## Dokumenttext

----------

In Pakistan protestieren ­Anhänger Imran Khans gegen seine drohende ­Verhaftung

Fast geschenkt ist noch zu teuer

Pakistans ehemaliger Premierminister wirft zwei Polizeichefs eine Intrige zu seiner Ermordung vor.

Am 23. März wurde landesweit der Pakistan Day gefeiert – der Nationalfeiertag erinnert an das Inkrafttreten der ersten Verfassung des Landes von 1956. Derweil hat sich der Konflikt um den früheren Premierminister Imran Khan verschärft, der im April 2022 per Misstrauensvotum abgesetzt worden war. Seither trommelt der Entmachtete lautstark dafür, die regulär spätestens im Oktober anstehenden Wahlen vorzuziehen, und sieht sich juristischen Anschuldigungen ausgesetzt, die er als politisch motivierte Hexenjagd einstuft. Obwohl Khan noch immer an der Schussverletzung am Bein vom November laboriert, ist die politische Streitlust des 70jährigen unvermindert.

----------

## Was zu tun ist
a - Können Sie aus dem Artikel über Imran Khan den Abschnitt wortgetreu abschreiben, der mit den Worten „Fast geschenkt ist“ einsetzt und mit „des 70jährigen unvermindert.“ schließt?
b - Würden Sie sämtliche Zeilen weiter unten Wort für Wort wiederholen?

----------

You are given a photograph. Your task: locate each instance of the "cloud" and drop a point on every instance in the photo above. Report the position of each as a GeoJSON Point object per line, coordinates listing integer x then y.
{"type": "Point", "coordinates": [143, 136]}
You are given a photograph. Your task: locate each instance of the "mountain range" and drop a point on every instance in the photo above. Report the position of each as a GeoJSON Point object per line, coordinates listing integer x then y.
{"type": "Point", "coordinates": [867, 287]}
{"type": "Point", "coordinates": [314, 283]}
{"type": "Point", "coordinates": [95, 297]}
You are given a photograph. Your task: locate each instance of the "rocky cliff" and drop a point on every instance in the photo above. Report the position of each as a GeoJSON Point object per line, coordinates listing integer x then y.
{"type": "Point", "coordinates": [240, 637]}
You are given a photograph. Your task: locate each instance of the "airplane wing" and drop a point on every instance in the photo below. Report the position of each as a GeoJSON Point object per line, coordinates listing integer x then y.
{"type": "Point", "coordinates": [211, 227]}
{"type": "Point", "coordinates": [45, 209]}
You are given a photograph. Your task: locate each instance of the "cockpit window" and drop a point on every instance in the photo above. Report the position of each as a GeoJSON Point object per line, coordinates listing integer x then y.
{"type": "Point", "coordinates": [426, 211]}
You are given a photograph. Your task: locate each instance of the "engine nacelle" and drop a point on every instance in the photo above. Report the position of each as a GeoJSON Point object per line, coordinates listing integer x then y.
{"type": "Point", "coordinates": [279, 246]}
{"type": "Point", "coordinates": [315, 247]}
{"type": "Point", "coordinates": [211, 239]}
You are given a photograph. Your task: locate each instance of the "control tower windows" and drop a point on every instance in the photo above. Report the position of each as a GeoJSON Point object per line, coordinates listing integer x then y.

----------

## Gelöste Aufgaben
a -
Fast geschenkt ist noch zu teuer

Pakistans ehemaliger Premierminister wirft zwei Polizeichefs eine Intrige zu seiner Ermordung vor.

Am 23. März wurde landesweit der Pakistan Day gefeiert – der Nationalfeiertag erinnert an das Inkrafttreten der ersten Verfassung des Landes von 1956. Derweil hat sich der Konflikt um den früheren Premierminister Imran Khan verschärft, der im April 2022 per Misstrauensvotum abgesetzt worden war. Seither trommelt der Entmachtete lautstark dafür, die regulär spätestens im Oktober anstehenden Wahlen vorzuziehen, und sieht sich juristischen Anschuldigungen ausgesetzt, die er als politisch motivierte Hexenjagd einstuft. Obwohl Khan noch immer an der Schussverletzung am Bein vom November laboriert, ist die politische Streitlust des 70jährigen unvermindert.

b -
You are given a photograph. Your task: locate each instance of the "cloud" and drop a point on every instance in the photo above. Report the position of each as a GeoJSON Point object per line, coordinates listing integer x then y.
{"type": "Point", "coordinates": [143, 136]}
You are given a photograph. Your task: locate each instance of the "mountain range" and drop a point on every instance in the photo above. Report the position of each as a GeoJSON Point object per line, coordinates listing integer x then y.
{"type": "Point", "coordinates": [867, 287]}
{"type": "Point", "coordinates": [314, 283]}
{"type": "Point", "coordinates": [95, 297]}
You are given a photograph. Your task: locate each instance of the "rocky cliff" and drop a point on every instance in the photo above. Report the position of each as a GeoJSON Point object per line, coordinates listing integer x then y.
{"type": "Point", "coordinates": [240, 637]}
You are given a photograph. Your task: locate each instance of the "airplane wing" and drop a point on every instance in the photo below. Report the position of each as a GeoJSON Point object per line, coordinates listing integer x then y.
{"type": "Point", "coordinates": [211, 227]}
{"type": "Point", "coordinates": [45, 209]}
You are given a photograph. Your task: locate each instance of the "cockpit window" and drop a point on every instance in the photo above. Report the position of each as a GeoJSON Point object per line, coordinates listing integer x then y.
{"type": "Point", "coordinates": [426, 211]}
You are given a photograph. Your task: locate each instance of the "engine nacelle" and drop a point on every instance in the photo above. Report the position of each as a GeoJSON Point object per line, coordinates listing integer x then y.
{"type": "Point", "coordinates": [279, 246]}
{"type": "Point", "coordinates": [315, 247]}
{"type": "Point", "coordinates": [211, 239]}
You are given a photograph. Your task: locate each instance of the "control tower windows" and drop a point on every instance in the photo above. Report the position of each as a GeoJSON Point object per line, coordinates listing integer x then y.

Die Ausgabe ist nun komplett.